ABOUT THIS EXERCISE — An exact copy of every record below is required, with the pictures left out.

Photo-based referring expression data:
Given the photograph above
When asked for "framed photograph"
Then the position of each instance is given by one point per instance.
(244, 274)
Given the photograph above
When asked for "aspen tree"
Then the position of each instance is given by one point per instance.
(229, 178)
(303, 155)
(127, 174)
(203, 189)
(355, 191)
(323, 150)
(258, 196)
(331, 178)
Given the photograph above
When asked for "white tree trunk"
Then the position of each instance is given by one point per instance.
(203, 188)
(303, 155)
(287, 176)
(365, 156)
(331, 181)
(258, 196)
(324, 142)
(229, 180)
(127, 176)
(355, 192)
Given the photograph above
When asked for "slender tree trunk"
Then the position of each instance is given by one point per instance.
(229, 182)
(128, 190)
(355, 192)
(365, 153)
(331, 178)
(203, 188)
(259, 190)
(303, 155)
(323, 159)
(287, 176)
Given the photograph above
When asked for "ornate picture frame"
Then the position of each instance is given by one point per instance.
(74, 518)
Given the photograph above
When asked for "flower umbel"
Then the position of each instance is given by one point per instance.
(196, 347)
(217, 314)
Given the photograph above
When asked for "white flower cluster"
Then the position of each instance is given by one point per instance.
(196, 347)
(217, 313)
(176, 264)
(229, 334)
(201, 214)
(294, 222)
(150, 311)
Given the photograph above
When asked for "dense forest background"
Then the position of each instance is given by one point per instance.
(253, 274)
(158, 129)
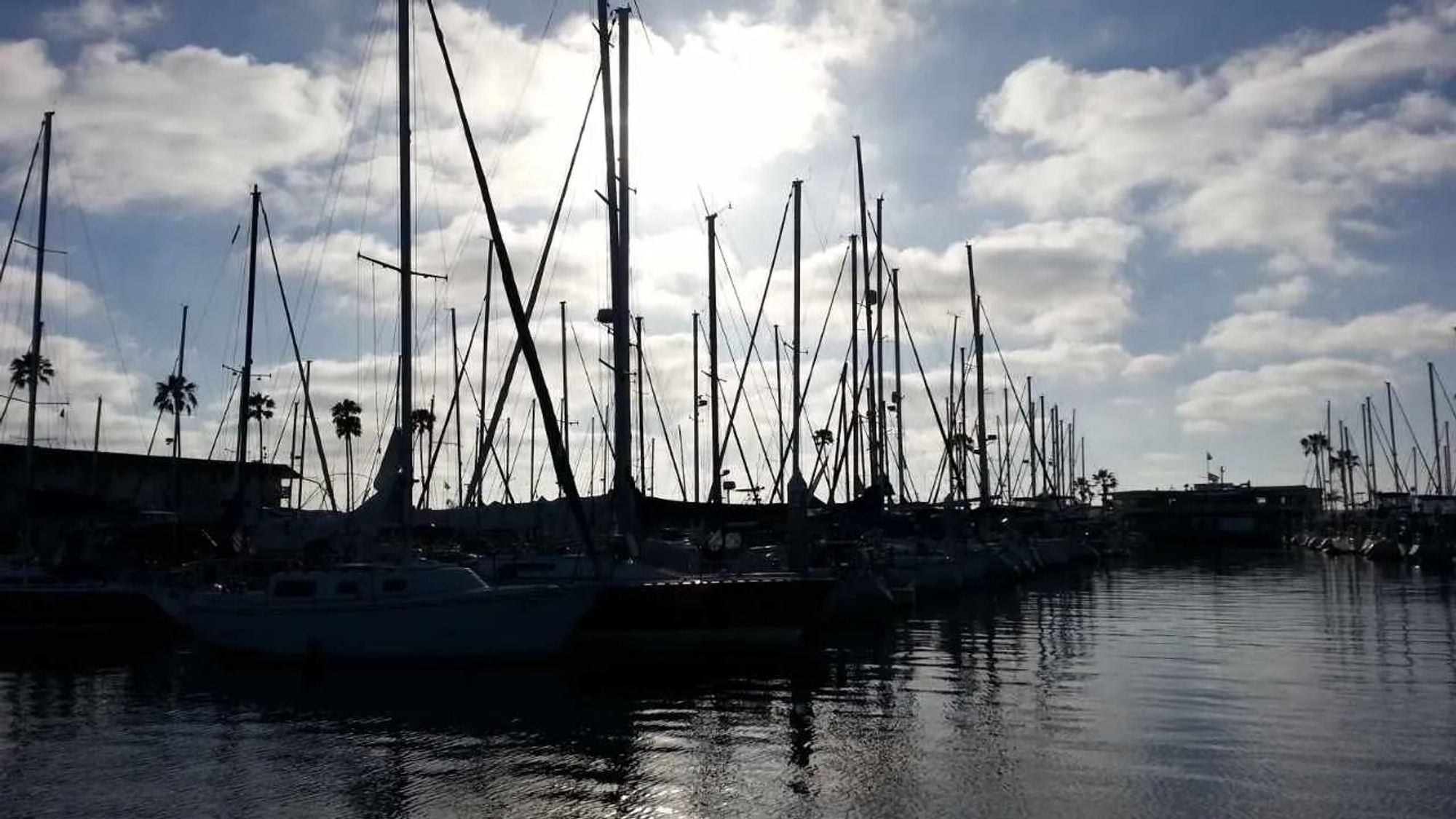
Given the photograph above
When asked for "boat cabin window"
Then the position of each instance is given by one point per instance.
(295, 589)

RESPONSE BOX —
Given the photograph above
When asked for "framed photograph"
Then the position of each instance is given by one point per instance.
(244, 274)
Given the photograph above
When asked for "aspen tree"
Then the position of each instance is given by one point per instance.
(229, 178)
(303, 155)
(127, 174)
(203, 189)
(355, 191)
(323, 150)
(258, 196)
(331, 178)
Given the photograph above
When asked for "white tree trunk"
Then the position of each instance is given by one point per instance.
(203, 188)
(303, 155)
(287, 176)
(365, 156)
(331, 181)
(258, 196)
(324, 142)
(229, 180)
(127, 176)
(355, 192)
Given the photograph above
When asked for "slender tree trunk"
Then the position of each instance is given by one point per instance.
(229, 182)
(128, 190)
(355, 192)
(365, 153)
(331, 178)
(203, 188)
(259, 190)
(303, 155)
(323, 159)
(287, 176)
Given the photograph above
When asked for "ornate picture frame"
Then the position of each instance is given by one point per instance.
(74, 518)
Given the photograph above
When asked for "flower umbel"
Then the position of each instance is given by one point per instance.
(196, 347)
(217, 314)
Given the photograph above
When asked for "white flower cluster"
Then the position of each instance is given by one point per instance.
(196, 347)
(217, 313)
(176, 264)
(229, 334)
(201, 214)
(294, 222)
(150, 311)
Given the photograph above
When asked for "dense forest background"
Then the position of each instance is given by one point per instance.
(253, 274)
(158, 129)
Given the photograph above
When asked for "boat cabin window"
Then the position of each instance is given by one point per instance.
(295, 589)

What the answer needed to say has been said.